## PROVIDED TEXT

As for a revamp of that blog post, that has been in the works for about 6 weeks now. Unfortunately, I don't have a target date for when it'll be published ... It's next on my priority list after clearing out the projectapps RTBC queue (if the other Git Admins could pick that up, it would certainly help along my progress on a new proposal!)

sreynen’s picture

However, all the people who are perceived to have authority (not only in this but in all other areas of the project) generally have it simply because they saw something was wrong and rolled up their sleeves to do something about it.

Yes! The upside to no one being in a position to say yes is there's also no one in a position to say no. I've seen this work, and I wish I could get more people to believe it.

I first started doing reviews back when we were reviewing for CVS access, and one person was doing nearly all of the reviews. That person was as much "in charge" of this process as anyone has been. I didn't like how they were doing reviews. So I disagreed on a few specific issues, and I also started doing reviews myself. And I found that doing the work myself was way more effective than trying to change how someone else did it. Saying "I think you're wrong" after someone else says no was a week-long discussion. Saying "yes" before they had a chance to say no, on the other hand, completely circumvented that discussion. As long as my "yes" could be reasonably defended, it wasn't worth challenging.

## GOAL OF THE EXERCISE
Repeat the comments on project application reviews word for word, from start to finish.

## STORED ROWS
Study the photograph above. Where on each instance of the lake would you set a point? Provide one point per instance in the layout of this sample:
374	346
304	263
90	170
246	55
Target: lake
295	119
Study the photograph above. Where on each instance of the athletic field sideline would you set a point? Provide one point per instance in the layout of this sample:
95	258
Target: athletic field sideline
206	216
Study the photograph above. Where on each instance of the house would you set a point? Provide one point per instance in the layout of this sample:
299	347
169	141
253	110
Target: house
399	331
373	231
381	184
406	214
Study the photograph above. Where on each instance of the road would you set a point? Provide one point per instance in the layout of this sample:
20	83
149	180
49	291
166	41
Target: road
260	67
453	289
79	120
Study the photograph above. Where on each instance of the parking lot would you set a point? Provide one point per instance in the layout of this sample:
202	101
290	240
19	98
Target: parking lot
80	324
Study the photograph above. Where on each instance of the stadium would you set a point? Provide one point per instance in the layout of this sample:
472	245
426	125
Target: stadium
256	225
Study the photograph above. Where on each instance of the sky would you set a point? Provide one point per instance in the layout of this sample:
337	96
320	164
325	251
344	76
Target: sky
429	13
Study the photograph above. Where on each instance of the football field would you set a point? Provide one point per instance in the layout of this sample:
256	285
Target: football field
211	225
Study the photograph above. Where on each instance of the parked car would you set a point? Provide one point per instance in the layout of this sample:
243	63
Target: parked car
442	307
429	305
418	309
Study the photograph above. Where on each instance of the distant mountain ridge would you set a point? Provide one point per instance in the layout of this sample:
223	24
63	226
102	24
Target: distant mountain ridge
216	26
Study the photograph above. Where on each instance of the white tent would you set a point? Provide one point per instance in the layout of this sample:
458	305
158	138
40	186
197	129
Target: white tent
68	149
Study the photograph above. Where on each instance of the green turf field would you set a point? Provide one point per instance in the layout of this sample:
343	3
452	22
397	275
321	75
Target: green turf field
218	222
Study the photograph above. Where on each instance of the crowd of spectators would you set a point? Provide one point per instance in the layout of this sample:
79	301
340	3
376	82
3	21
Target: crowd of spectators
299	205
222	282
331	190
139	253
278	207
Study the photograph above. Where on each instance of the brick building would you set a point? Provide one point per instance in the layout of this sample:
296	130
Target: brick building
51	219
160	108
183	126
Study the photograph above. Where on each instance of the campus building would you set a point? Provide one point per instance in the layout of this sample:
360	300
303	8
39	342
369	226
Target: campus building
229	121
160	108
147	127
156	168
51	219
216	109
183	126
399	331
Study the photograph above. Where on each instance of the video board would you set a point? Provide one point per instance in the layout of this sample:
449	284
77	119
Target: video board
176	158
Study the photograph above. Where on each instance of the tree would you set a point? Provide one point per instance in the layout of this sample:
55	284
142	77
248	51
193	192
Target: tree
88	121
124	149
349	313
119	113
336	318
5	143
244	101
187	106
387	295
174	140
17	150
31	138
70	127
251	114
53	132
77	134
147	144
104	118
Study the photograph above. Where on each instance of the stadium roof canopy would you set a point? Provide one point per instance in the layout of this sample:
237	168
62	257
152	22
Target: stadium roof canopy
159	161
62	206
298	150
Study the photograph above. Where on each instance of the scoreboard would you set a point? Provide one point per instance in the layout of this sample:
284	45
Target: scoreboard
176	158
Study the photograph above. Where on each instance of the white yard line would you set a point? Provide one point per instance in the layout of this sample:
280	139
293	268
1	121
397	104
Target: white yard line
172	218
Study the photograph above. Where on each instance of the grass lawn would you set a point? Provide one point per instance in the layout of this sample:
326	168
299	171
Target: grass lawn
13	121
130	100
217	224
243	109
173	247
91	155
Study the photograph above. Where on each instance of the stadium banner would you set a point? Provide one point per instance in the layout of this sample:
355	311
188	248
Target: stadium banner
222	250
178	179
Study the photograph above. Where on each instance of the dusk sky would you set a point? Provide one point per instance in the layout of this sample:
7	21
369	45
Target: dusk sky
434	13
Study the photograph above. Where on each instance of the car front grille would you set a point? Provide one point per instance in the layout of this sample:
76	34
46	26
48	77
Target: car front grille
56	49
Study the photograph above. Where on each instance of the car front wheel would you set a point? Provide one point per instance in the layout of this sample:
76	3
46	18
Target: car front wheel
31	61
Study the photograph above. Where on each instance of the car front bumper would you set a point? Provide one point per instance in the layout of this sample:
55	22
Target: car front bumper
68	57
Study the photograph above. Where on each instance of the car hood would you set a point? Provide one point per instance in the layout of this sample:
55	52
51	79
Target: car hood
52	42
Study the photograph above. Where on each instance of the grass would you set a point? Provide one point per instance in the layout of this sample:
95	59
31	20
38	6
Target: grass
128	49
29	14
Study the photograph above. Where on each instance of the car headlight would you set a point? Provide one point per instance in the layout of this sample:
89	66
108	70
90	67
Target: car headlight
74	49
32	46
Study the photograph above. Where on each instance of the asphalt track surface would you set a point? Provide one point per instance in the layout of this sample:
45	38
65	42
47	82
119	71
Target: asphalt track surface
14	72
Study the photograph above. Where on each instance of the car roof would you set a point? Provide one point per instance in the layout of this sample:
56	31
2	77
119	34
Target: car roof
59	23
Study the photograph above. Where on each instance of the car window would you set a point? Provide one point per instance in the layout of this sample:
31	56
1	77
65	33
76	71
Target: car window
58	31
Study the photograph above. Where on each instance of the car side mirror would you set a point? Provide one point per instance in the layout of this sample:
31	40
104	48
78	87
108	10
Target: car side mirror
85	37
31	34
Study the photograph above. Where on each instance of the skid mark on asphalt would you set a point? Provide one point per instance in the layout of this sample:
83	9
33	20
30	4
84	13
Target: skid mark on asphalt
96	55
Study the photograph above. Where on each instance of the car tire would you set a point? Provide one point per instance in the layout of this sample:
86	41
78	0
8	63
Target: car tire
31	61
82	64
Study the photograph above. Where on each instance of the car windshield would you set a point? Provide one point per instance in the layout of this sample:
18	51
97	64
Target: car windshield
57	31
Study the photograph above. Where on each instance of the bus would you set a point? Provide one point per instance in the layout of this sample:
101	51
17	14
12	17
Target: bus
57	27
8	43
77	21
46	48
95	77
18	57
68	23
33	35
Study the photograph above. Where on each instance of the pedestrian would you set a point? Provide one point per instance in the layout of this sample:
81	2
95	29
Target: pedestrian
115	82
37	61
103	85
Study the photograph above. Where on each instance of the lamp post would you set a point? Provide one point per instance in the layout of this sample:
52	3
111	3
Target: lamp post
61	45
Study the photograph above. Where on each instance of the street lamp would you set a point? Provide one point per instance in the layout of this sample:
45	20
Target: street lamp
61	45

## SOLUTION BELOW
As for a revamp of that blog post, that has been in the works for about 6 weeks now. Unfortunately, I don't have a target date for when it'll be published ... It's next on my priority list after clearing out the projectapps RTBC queue (if the other Git Admins could pick that up, it would certainly help along my progress on a new proposal!)

sreynen’s picture

However, all the people who are perceived to have authority (not only in this but in all other areas of the project) generally have it simply because they saw something was wrong and rolled up their sleeves to do something about it.

Yes! The upside to no one being in a position to say yes is there's also no one in a position to say no. I've seen this work, and I wish I could get more people to believe it.

I first started doing reviews back when we were reviewing for CVS access, and one person was doing nearly all of the reviews. That person was as much "in charge" of this process as anyone has been. I didn't like how they were doing reviews. So I disagreed on a few specific issues, and I also started doing reviews myself. And I found that doing the work myself was way more effective than trying to change how someone else did it. Saying "I think you're wrong" after someone else says no was a week-long discussion. Saying "yes" before they had a chance to say no, on the other hand, completely circumvented that discussion. As long as my "yes" could be reasonably defended, it wasn't worth challenging.